Saved data entries:
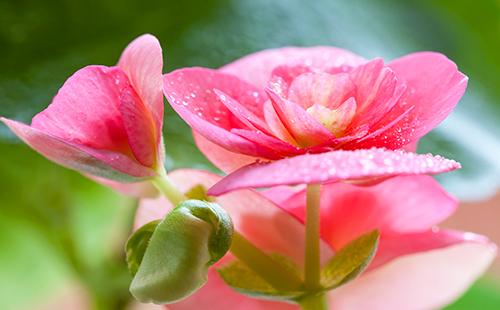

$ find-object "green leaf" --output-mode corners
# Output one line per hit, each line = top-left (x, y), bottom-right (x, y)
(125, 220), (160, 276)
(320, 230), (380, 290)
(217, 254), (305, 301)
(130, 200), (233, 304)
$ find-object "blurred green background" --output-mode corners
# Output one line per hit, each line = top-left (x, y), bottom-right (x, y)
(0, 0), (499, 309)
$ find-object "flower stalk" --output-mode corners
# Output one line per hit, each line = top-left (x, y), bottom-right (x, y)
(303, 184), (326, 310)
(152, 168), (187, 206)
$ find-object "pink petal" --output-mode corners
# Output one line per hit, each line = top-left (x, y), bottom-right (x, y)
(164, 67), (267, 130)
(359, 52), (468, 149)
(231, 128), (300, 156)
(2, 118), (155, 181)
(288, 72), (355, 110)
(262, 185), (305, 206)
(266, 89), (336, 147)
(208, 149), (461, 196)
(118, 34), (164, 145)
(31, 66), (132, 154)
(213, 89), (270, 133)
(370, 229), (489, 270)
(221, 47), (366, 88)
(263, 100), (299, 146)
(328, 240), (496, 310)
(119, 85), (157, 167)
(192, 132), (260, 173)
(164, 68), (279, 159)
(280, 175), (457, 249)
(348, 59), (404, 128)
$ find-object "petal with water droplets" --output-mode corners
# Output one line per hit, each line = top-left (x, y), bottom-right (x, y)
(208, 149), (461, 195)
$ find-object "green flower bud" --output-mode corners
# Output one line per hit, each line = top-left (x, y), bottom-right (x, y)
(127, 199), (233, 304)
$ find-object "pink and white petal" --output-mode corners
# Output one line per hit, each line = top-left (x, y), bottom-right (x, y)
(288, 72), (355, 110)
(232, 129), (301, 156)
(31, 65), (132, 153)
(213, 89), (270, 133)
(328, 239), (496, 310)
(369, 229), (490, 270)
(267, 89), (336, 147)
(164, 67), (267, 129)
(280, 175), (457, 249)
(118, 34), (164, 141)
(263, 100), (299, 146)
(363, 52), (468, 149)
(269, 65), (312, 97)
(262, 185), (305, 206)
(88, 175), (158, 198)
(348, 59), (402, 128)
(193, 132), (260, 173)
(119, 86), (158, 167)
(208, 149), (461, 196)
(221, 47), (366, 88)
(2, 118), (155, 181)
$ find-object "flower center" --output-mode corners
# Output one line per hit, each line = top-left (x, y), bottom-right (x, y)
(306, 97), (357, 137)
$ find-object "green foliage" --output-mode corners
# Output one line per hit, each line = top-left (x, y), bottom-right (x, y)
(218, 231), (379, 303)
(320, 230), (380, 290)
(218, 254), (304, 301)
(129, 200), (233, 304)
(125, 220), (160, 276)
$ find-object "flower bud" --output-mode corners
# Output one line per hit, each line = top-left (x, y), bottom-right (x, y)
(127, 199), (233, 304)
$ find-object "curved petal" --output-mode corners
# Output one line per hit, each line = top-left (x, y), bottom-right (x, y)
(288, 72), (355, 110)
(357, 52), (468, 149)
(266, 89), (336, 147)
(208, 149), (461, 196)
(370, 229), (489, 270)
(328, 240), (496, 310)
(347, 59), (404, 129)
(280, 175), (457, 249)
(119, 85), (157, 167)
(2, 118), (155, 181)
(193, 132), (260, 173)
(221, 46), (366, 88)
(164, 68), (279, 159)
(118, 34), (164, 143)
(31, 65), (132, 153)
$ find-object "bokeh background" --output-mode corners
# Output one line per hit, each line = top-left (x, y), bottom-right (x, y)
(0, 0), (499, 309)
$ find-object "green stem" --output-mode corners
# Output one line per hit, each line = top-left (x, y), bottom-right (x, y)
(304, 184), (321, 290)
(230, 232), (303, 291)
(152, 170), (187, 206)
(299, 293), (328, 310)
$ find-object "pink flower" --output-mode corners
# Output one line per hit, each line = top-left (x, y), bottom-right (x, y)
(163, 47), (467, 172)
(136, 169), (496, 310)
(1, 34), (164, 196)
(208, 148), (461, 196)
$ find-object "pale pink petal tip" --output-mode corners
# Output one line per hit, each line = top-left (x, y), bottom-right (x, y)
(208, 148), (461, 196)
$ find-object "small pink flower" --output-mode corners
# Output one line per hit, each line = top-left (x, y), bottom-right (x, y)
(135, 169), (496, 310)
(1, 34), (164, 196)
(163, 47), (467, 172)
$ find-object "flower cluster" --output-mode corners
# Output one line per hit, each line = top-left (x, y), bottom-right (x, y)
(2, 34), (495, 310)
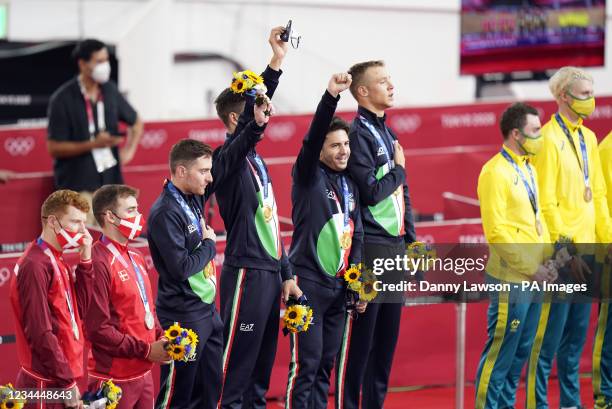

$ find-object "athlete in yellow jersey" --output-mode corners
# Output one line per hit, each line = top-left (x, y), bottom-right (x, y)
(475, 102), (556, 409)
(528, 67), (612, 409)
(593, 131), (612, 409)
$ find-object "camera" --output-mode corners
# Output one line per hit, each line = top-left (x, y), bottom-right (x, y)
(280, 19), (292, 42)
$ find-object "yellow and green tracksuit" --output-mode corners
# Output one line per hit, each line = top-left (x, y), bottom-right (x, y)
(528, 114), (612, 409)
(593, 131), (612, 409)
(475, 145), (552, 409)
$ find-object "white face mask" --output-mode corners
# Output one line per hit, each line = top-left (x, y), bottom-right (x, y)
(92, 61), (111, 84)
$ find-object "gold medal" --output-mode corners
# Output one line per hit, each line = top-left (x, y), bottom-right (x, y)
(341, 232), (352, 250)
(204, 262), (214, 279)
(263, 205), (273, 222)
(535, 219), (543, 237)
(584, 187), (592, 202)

WHAT THIS TASK INVOLVES: Exactly as written, restate all of the data, leaving out the images.

ANSWER SPACE:
$ find-object "green leaf" --output-mode corners
# Output one line per hit, each line = top-left (x, y), bottom-right (x, y)
(125, 220), (160, 276)
(320, 230), (380, 290)
(217, 254), (305, 301)
(130, 200), (233, 304)
$ find-object "blurred green background" --output-mode corners
# Output one line per hit, each line = top-left (x, y), bottom-right (x, y)
(0, 0), (499, 309)
$ find-object "flower stalk" --output-mode corners
# Output one line per hit, each line = top-left (x, y), bottom-right (x, y)
(303, 184), (326, 310)
(152, 168), (187, 206)
$ find-object "pink petal" --output-mode corners
# Output one line per hit, each line = top-left (x, y), bottom-right (x, y)
(164, 67), (267, 130)
(359, 52), (468, 149)
(231, 128), (300, 156)
(2, 118), (155, 181)
(288, 72), (355, 110)
(262, 185), (305, 206)
(266, 89), (336, 147)
(208, 149), (461, 196)
(118, 34), (164, 145)
(31, 66), (132, 154)
(213, 89), (270, 133)
(370, 229), (489, 270)
(221, 47), (366, 88)
(263, 100), (299, 146)
(328, 240), (496, 310)
(119, 85), (157, 167)
(192, 132), (260, 173)
(164, 68), (279, 159)
(280, 175), (457, 249)
(348, 59), (404, 128)
$ find-object "petal with water droplets" --output-mode corners
# Output one line per hit, each line = top-left (x, y), bottom-right (x, y)
(208, 149), (461, 195)
$ find-object "green flower bud" --output-mode corners
# Output one line per hit, each line = top-left (x, y), bottom-right (x, y)
(127, 199), (233, 304)
$ find-object "pink and white petal" --output-mode corners
# Output one line per hit, each line = top-left (x, y), bottom-right (x, y)
(288, 72), (355, 110)
(232, 129), (301, 156)
(31, 65), (132, 153)
(213, 89), (270, 133)
(328, 239), (496, 310)
(369, 229), (490, 270)
(267, 89), (336, 147)
(164, 67), (267, 129)
(280, 175), (457, 249)
(118, 34), (164, 141)
(263, 100), (299, 146)
(363, 52), (468, 149)
(269, 65), (312, 97)
(262, 185), (305, 206)
(88, 175), (158, 198)
(348, 59), (402, 128)
(193, 132), (260, 173)
(119, 86), (158, 167)
(208, 149), (461, 196)
(221, 47), (366, 88)
(2, 118), (155, 181)
$ find-object "flower center" --output-mode corners
# Output one line per hit, each line = top-left (x, y), bottom-right (x, y)
(306, 97), (357, 137)
$ find-object "green foliage" --output-mode corners
# Output one line per hit, each line = top-left (x, y), bottom-right (x, y)
(218, 231), (379, 303)
(320, 230), (380, 290)
(218, 254), (304, 301)
(129, 200), (233, 304)
(125, 220), (160, 276)
$ find-object "flower bud" --output-mode corners
# Output one line per hit, each line = top-left (x, y), bottom-right (x, y)
(127, 199), (233, 304)
$ find-object "curved petal" --output-mode corners
# Output one line per hit, each line = top-left (x, y), bottom-right (x, y)
(288, 72), (355, 110)
(357, 52), (468, 149)
(266, 89), (336, 147)
(208, 149), (461, 196)
(370, 229), (489, 270)
(328, 240), (496, 310)
(347, 59), (404, 129)
(280, 175), (457, 249)
(119, 85), (157, 167)
(2, 118), (155, 181)
(193, 132), (260, 173)
(221, 46), (366, 88)
(164, 68), (279, 159)
(118, 34), (164, 143)
(31, 65), (132, 153)
$ find-object "bokeh background" --output-mode corners
# Output one line per hit, each line = top-left (x, y), bottom-right (x, y)
(0, 0), (499, 309)
$ find-object "green stem" --output-mode corners
# Output one line per hit, each line = top-left (x, y), bottom-right (x, y)
(304, 184), (321, 290)
(230, 232), (303, 291)
(152, 170), (187, 206)
(299, 293), (328, 310)
$ find-object "pink flower" --output-mode corners
# Output one line per hit, each line = top-left (x, y), bottom-right (x, y)
(163, 47), (467, 172)
(136, 169), (496, 310)
(1, 34), (164, 196)
(208, 148), (461, 196)
$ find-object "pale pink petal tip" --output-mode corners
# Output one line per hit, each line = top-left (x, y), bottom-right (x, y)
(208, 148), (461, 196)
$ find-object "small pink flower" --output-mode corners
# Output one line per hit, each line = top-left (x, y), bottom-right (x, y)
(135, 169), (496, 310)
(1, 34), (164, 196)
(163, 47), (467, 172)
$ find-object "flower cluster" --output-mode corners
# Output one line per hit, each line = top-left (x, y), bottom-right (x, y)
(2, 34), (495, 310)

$ find-object "athlete in yellow jersey" --output-mode corners
# Output one line per hit, each line = top-left (x, y), bottom-right (x, y)
(475, 102), (556, 409)
(528, 67), (612, 409)
(593, 131), (612, 409)
$ find-object "camera" --output-mode corners
# Output one line per hit, each line = top-left (x, y), bottom-right (x, y)
(280, 19), (292, 42)
$ find-object "yellow and green tracksuit" --output-mode corners
# Output one line per hit, each line = top-left (x, y), bottom-right (x, y)
(528, 114), (612, 409)
(593, 131), (612, 409)
(475, 145), (552, 409)
$ find-object "white face mask" --output-mode corners
# Output one line per hit, each line = top-left (x, y), bottom-right (x, y)
(92, 61), (111, 84)
$ find-object "gold medal" --output-mode corners
# Output one line per hit, each line = top-left (x, y), bottom-right (x, y)
(341, 232), (352, 250)
(204, 262), (214, 279)
(263, 205), (273, 222)
(535, 219), (543, 237)
(584, 187), (592, 202)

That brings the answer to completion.